> **EXERCISE DESCRIPTION**
Could you pull out every line in the records below that contains the string "each" and copy those lines?

PROVIDED DATA start

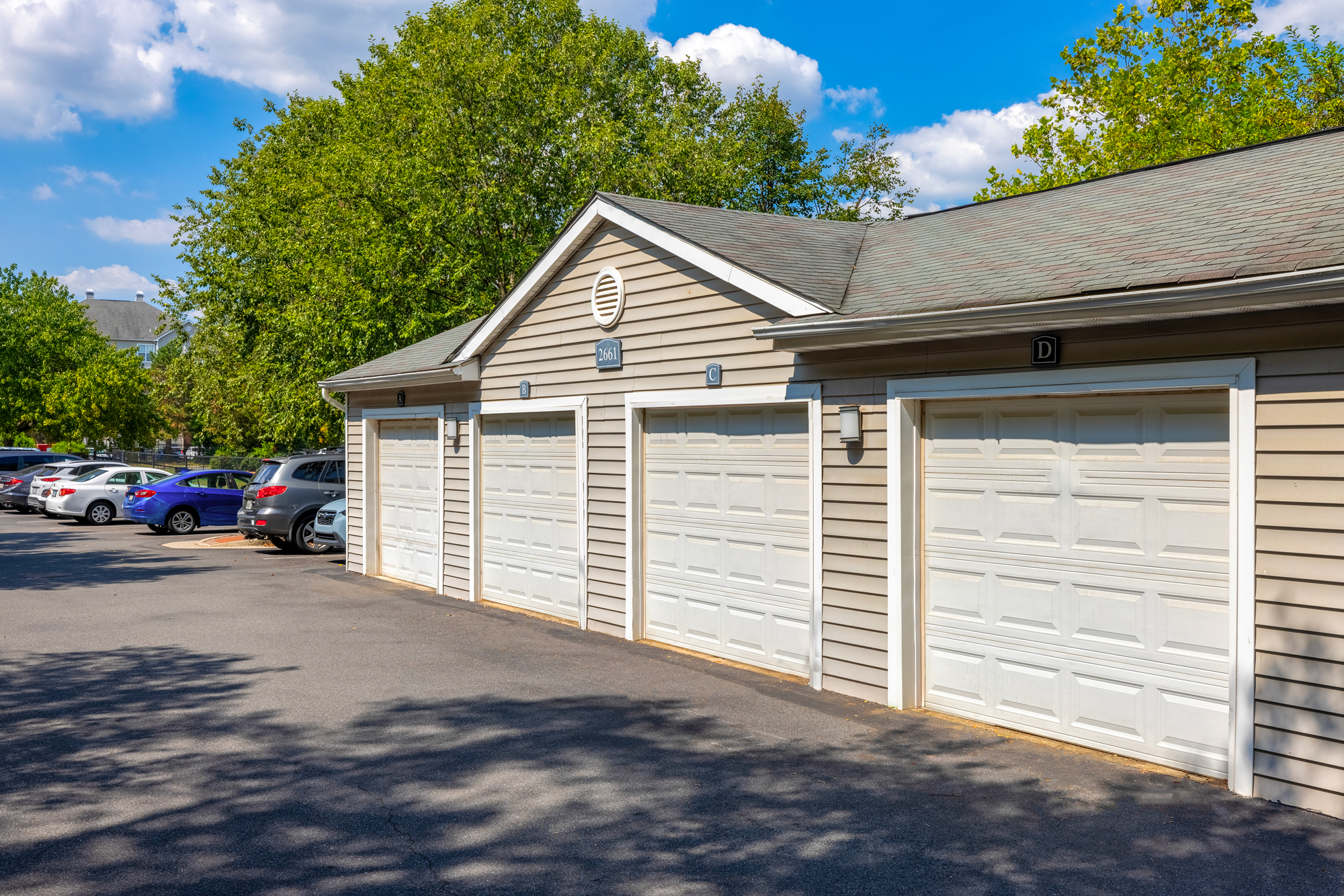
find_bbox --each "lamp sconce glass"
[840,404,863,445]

PROVIDED DATA end
PROVIDED DATA start

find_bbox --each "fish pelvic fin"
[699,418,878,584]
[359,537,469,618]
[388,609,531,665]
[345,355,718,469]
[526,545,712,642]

PROVIDED DATA end

> **RESPONSE TO THE EXERCISE**
find_bbox --each "lamp sconce glass"
find_bbox --each "fish pelvic fin"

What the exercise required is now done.